Da piccola volevo fare la principessa, ma i miei genitori dicevano che non avrei mai potuto esserlo, perché principessa si nasce ed io non lo nacqui.
L’idea di diventare una principessa per contratto matrimoniale, come Cenerentola, non ha mai preso piede: sarà che quando ero bambina io, i principi erano Carlo e direi basta, dato che di quelli giovani non andava ancora di moda parlarne e alcuni dovevano ancora nascere.
Così da un po’ meno piccola volevo fare l’artista di circo: trapezista, per la precisione. Ma i miei genitori dicevano che non avrei mai potuto esserlo, perché artisti di circo si nasce ed io non lo nacqui.
Il pensiero di frequentare una scuola non mi ha mai sfiorato, per il semplice fatto che nessuno mi aveva mai detto che esistessero delle scuole apposta.
Poi da non proprio più piccolissima volevo fare l’eroina coi superpoteri, ma i miei genitori dicevano che non avrei mai potuto esserlo, perché coi superpoteri si nasce ed io, non lo nacqui.
A cercare un ragno radioattivo, un meteorite, un costume alieno e della polvere di fata ci ho anche provato, ma che posso dire: se l’erano già presi tutti Peter Parker, I Fantastici 4, Ralph Super Maxi Eroe e quell’altro che non vuole mai diventare grande.

Dati disponibili:
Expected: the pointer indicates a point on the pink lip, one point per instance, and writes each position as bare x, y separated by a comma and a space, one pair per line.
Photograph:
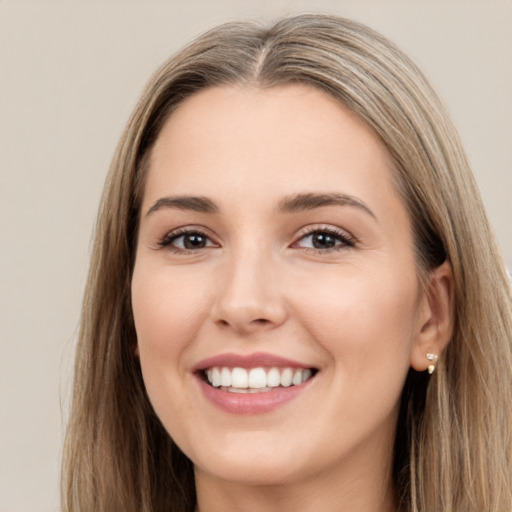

Compito assegnato 1: Riscrivi la parte del brano sui sogni d'infanzia compresa tra "A cercare un" e "mai diventare grande.", estremi inclusi, mettendo "una cometa" al posto di "un meteorite".
Compito assegnato 2: Continua il brano sui sogni d'infanzia partendo dopo la sua ultima frase.
Il materiale non serve per svolgere il lavoro.

Risultato atteso 1:
A cercare un ragno radioattivo, una cometa, un costume alieno e della polvere di fata ci ho anche provato, ma che posso dire: se l’erano già presi tutti Peter Parker, I Fantastici 4, Ralph Super Maxi Eroe e quell’altro che non vuole mai diventare grande.

Risultato atteso 2:
E così, in un crescendo di strade impraticabili, di sogni stroncati sul nascere al primo impatto con la dura realtà delle cose, al culmine delle mie illusioni giovanili, da adolescente volevo fare l’insegnante. Ma insegnanti si nasce fuori dall’Italia, ed io…
(Poi i genitori hanno il coraggio di muovere obiezioni, quando lo psicanalista dei figli arriva alla solita conclusione: che tutti i problemi che gli eredi hanno, glieli hanno causati loro).
Ad ogni modo, non volevo parlarvi di quelle che sono state le mie aspirazioni di bambina, bensì sottolineare quelle che non lo sono state: non ho mai desiderato diventare un’astronauta - nonostante il mio nome avesse dei notevoli predecessori nel settore - né la ballerina, né la cantante (questo credo solo per non sentirmi dire che con la bella voce ci si nasce ed essere così costretta ad ammettere che io, purtroppo, eccetera), né la giornalista. Il che è strano, perché nel mio immaginario la giornalista rientrava nella categoria eroina con superpoteri: una donna coraggiosa che smascherava i cattivi e proteggeva gli indifesi, che s’immergeva nelle situazioni più pericolose, guidata dal sacro fuoco della giustizia e della verità.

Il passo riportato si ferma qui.